### [DATASET CONTENT]
################

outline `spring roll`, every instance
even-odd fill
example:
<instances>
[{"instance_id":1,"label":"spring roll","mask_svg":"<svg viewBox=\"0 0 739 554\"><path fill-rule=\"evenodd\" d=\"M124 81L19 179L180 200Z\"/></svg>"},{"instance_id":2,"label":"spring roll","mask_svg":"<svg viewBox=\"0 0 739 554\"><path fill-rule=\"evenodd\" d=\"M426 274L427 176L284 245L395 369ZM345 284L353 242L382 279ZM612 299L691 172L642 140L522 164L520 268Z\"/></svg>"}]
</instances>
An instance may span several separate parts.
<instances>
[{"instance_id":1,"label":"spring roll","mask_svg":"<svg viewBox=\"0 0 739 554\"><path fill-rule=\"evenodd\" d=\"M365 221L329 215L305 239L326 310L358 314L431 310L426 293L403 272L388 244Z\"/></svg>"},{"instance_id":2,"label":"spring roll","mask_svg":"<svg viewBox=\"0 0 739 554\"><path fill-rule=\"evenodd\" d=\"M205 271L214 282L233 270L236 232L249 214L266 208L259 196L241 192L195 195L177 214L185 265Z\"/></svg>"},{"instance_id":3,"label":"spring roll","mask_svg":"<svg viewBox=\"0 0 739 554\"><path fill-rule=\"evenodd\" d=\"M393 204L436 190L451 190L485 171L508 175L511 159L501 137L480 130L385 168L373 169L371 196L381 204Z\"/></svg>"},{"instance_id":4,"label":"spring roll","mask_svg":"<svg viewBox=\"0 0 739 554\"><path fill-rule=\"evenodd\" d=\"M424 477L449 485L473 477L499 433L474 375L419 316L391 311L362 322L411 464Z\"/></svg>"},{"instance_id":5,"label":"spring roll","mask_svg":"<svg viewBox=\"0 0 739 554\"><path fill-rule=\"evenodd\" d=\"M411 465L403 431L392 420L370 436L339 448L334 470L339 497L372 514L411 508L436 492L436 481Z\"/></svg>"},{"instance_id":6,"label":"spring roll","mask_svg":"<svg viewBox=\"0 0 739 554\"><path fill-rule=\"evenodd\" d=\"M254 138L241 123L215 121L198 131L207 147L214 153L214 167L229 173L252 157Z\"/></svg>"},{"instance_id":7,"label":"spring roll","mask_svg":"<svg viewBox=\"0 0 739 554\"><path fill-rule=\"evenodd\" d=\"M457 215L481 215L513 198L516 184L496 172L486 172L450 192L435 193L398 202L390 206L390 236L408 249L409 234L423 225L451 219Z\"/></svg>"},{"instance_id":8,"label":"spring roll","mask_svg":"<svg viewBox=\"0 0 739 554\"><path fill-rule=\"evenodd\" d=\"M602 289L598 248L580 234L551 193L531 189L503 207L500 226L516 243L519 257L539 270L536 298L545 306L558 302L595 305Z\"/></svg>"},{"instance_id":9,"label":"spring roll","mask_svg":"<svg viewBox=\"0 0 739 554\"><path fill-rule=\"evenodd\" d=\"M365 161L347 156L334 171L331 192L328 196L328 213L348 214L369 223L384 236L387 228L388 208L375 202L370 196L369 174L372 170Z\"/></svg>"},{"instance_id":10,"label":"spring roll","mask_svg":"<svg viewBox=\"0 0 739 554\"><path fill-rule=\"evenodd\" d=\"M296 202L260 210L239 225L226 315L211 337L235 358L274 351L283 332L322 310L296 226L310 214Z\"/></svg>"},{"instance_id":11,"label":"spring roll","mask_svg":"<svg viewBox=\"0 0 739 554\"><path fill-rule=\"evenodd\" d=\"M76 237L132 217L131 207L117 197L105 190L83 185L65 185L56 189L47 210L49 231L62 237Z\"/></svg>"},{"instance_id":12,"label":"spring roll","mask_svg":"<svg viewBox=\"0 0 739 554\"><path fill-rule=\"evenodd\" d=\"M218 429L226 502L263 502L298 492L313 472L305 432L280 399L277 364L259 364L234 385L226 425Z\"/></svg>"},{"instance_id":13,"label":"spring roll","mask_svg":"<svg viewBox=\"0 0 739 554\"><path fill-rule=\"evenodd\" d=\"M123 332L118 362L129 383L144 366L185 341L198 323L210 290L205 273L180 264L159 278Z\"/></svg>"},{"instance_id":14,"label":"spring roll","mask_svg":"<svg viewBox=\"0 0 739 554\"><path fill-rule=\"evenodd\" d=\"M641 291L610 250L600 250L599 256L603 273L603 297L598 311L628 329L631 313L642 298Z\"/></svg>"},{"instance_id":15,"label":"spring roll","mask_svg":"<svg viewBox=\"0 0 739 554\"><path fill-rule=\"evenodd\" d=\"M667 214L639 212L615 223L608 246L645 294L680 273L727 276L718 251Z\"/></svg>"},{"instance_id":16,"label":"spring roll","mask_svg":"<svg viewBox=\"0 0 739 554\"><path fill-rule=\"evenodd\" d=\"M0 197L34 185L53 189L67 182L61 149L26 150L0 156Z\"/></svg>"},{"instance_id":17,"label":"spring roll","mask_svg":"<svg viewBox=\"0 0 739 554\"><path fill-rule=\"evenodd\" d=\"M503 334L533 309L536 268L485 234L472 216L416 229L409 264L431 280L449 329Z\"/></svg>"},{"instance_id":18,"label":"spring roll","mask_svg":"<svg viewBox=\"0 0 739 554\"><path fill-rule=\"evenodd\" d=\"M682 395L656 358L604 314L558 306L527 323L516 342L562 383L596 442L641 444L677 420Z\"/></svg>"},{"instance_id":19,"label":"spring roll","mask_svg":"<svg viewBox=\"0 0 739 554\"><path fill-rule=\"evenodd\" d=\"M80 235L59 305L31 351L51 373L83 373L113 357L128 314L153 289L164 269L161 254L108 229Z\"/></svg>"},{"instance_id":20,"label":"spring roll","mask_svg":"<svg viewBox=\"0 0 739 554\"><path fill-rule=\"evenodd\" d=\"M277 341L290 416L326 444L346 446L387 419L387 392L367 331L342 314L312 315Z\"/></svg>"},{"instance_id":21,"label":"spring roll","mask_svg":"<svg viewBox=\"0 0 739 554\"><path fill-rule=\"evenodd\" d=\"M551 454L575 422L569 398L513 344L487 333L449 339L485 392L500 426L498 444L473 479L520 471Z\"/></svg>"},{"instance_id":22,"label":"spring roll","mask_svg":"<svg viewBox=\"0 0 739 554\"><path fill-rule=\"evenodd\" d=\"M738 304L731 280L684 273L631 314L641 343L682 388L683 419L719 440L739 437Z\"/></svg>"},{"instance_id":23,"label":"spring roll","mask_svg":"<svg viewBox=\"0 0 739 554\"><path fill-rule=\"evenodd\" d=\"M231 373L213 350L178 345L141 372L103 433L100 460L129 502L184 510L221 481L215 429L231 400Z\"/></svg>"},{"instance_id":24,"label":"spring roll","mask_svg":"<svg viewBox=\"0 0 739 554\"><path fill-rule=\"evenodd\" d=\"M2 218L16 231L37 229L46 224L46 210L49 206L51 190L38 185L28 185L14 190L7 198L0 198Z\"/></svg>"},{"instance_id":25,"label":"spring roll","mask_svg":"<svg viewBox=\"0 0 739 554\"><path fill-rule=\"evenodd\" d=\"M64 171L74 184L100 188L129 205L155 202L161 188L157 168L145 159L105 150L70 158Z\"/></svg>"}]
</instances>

################

### [CHALLENGE]
Please rewrite the material above as a numbered list, from its first line through the line containing "274L427 176L284 245L395", both included and nothing after it, and omit any blank lines.

### [REPLY TO THE TASK]
1. outline `spring roll`, every instance
2. even-odd fill
3. example:
4. <instances>
5. [{"instance_id":1,"label":"spring roll","mask_svg":"<svg viewBox=\"0 0 739 554\"><path fill-rule=\"evenodd\" d=\"M124 81L19 179L180 200Z\"/></svg>"},{"instance_id":2,"label":"spring roll","mask_svg":"<svg viewBox=\"0 0 739 554\"><path fill-rule=\"evenodd\" d=\"M426 274L427 176L284 245L395 369ZM345 284L353 242L382 279ZM612 299L691 172L642 140L522 164L520 268Z\"/></svg>"}]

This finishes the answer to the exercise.